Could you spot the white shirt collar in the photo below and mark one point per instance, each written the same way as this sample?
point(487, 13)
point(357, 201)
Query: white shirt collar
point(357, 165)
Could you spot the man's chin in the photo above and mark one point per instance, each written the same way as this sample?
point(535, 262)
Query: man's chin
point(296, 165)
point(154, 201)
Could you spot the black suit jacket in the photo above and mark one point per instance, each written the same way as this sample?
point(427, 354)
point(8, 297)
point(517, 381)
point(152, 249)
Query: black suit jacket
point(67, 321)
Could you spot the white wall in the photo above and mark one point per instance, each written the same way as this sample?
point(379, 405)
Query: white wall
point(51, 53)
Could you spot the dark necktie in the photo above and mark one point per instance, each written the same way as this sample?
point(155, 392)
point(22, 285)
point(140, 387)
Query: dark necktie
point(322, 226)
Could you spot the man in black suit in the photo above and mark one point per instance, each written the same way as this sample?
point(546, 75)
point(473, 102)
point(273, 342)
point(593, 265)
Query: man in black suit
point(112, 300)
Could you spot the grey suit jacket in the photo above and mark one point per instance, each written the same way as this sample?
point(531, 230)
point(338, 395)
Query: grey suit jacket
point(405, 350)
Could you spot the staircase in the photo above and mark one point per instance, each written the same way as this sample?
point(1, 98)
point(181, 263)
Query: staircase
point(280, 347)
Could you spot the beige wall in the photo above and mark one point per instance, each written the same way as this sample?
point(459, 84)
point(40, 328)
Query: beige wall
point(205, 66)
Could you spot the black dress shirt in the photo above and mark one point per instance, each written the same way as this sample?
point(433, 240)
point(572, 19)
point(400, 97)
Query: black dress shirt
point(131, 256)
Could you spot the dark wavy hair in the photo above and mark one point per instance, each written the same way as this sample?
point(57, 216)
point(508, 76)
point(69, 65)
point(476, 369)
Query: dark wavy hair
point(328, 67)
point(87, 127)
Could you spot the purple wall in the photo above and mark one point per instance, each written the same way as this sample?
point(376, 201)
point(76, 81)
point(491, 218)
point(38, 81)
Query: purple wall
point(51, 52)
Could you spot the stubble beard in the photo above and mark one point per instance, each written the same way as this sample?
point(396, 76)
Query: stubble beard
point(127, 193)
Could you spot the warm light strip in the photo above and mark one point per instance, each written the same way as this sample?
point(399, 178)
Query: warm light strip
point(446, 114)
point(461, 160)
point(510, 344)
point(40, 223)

**Task goal:**
Reproduce all of the items above, substituting "Target" for every occurrence of "Query" and keeping everything else unchanged.

**Correct output:**
Could you spot the white shirt collar in the photo below and mark one point per instance, each written the same way as this sample?
point(487, 13)
point(357, 201)
Target: white shirt collar
point(357, 165)
Could you spot the man's chin in the photo above and mark one point per instance, each written the same way as this sample?
point(535, 262)
Target: man's chin
point(296, 165)
point(154, 201)
Could you spot the black suit jacket in the photo above and mark one point per instance, each written the same way as this sample?
point(427, 354)
point(8, 297)
point(517, 381)
point(152, 249)
Target: black suit jacket
point(67, 321)
Could you spot the white wall in the photo above and mark one point per instance, each written the same way as this sample?
point(379, 405)
Target: white wall
point(51, 53)
Could you spot the dark necktie in the photo above and mark one point per instance, each written the same way as this sample?
point(155, 392)
point(22, 285)
point(140, 387)
Target: dark necktie
point(322, 226)
Could you spot the man in black suit in the photo above and mark one point per instance, each written the same way as this sample?
point(546, 75)
point(473, 102)
point(273, 342)
point(593, 265)
Target: man in black suit
point(112, 300)
Could you spot the grey suit jacket in the photo above and mark one point per instance, each written the same way as this sample?
point(531, 230)
point(338, 395)
Target: grey suit jacket
point(405, 350)
Could you spot the staircase in the photo above and mark one point per instance, each written the same way as this sample?
point(1, 98)
point(181, 263)
Target: staircase
point(280, 347)
Could you spot the beige wall in the photo above and mark one point per instance, each written the same way as this sample?
point(459, 84)
point(40, 328)
Target: beige wall
point(205, 66)
Could you spot the black dress shirt in the photo above and mark one point per instance, each written the same way as this sample?
point(433, 240)
point(572, 19)
point(400, 97)
Target: black dress shirt
point(131, 256)
Could you spot the dark wavy hair in the photo above and mark one point per instance, each written the same way as this sample?
point(57, 216)
point(508, 76)
point(69, 65)
point(476, 369)
Target: dark wavy hair
point(328, 67)
point(87, 127)
Could you spot the purple wall in the photo above and mark one point per instance, each written the same way as this sample?
point(376, 201)
point(76, 81)
point(491, 218)
point(38, 81)
Target: purple wall
point(51, 52)
Could you spot the stubble beard in the photo above and mark one point per instance, each written the same way as this sample?
point(396, 76)
Target: stubble beard
point(127, 193)
Could you spot the warm light strip in the photo above and mark one point per instance, each written the same way as this sample?
point(399, 178)
Target: warm light strip
point(446, 114)
point(461, 160)
point(510, 344)
point(40, 223)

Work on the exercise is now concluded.